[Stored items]
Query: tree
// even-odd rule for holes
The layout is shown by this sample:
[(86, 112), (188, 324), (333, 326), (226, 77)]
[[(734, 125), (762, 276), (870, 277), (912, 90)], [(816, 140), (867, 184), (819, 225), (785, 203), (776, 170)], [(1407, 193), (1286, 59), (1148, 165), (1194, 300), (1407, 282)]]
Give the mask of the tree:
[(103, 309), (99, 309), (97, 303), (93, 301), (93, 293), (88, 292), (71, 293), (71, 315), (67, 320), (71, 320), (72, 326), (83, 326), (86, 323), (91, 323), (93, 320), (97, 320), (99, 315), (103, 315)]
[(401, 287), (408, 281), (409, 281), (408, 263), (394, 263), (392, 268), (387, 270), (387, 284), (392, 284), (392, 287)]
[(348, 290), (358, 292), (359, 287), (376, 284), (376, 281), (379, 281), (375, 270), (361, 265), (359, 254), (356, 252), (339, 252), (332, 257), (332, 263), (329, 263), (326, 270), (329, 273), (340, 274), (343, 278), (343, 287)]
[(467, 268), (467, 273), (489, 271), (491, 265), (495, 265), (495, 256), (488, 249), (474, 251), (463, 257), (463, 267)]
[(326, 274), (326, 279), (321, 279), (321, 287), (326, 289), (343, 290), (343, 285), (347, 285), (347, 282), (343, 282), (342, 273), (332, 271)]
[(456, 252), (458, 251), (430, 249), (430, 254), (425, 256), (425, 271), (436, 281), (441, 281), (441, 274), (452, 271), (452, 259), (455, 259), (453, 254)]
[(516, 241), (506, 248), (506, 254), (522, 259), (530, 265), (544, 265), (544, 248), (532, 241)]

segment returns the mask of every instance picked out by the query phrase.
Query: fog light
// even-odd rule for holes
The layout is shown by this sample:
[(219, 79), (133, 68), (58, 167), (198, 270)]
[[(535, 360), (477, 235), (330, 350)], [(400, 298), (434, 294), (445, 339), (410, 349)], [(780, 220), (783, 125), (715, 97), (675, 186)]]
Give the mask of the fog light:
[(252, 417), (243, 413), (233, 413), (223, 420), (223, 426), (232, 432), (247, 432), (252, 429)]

- **WHAT THE TASK ASKS**: Can you output every one of the records above again, line for line and unchanged?

- **RESULT**:
Query: tree
// even-odd rule for holes
The layout is shown by this sample:
[(86, 112), (188, 324), (333, 326), (226, 77)]
[[(734, 125), (762, 276), (870, 277), (912, 90)], [(816, 140), (867, 184), (819, 225), (785, 203), (776, 170)], [(1407, 193), (1286, 59), (1148, 165), (1194, 300), (1407, 282)]]
Give the mask of the tree:
[(103, 309), (99, 309), (97, 303), (93, 301), (93, 293), (88, 292), (71, 293), (71, 315), (67, 320), (71, 320), (72, 326), (83, 326), (86, 323), (91, 323), (93, 320), (97, 320), (99, 315), (103, 315)]
[(401, 287), (408, 281), (409, 281), (408, 263), (394, 263), (392, 268), (387, 270), (387, 284), (392, 284), (392, 287)]
[(348, 290), (358, 292), (359, 287), (376, 284), (376, 281), (379, 281), (375, 270), (361, 265), (359, 254), (356, 252), (339, 252), (332, 257), (332, 263), (329, 263), (326, 270), (329, 273), (340, 274), (343, 278), (343, 287)]
[(467, 268), (467, 273), (489, 271), (491, 265), (495, 265), (495, 256), (488, 249), (474, 251), (463, 257), (463, 267)]
[(326, 274), (326, 279), (321, 279), (321, 287), (326, 289), (343, 290), (343, 285), (347, 285), (347, 282), (343, 282), (342, 273), (332, 271)]
[(456, 252), (458, 251), (430, 249), (430, 254), (425, 256), (425, 271), (436, 281), (441, 281), (441, 274), (452, 271), (452, 259), (455, 259), (453, 254)]
[(516, 241), (506, 248), (506, 254), (522, 259), (530, 265), (544, 265), (544, 248), (532, 241)]

segment returns the mask of every instance picked out by the query phrase.
Query: fog light
// even-odd rule for holes
The layout is shown by this sample:
[(219, 79), (133, 68), (58, 167), (198, 270)]
[[(535, 360), (477, 235), (330, 350)], [(400, 298), (434, 294), (445, 339), (410, 349)], [(780, 220), (783, 125), (715, 97), (675, 186)]]
Give the mask of the fog light:
[(252, 417), (243, 413), (233, 413), (223, 420), (223, 426), (232, 432), (247, 432), (252, 429)]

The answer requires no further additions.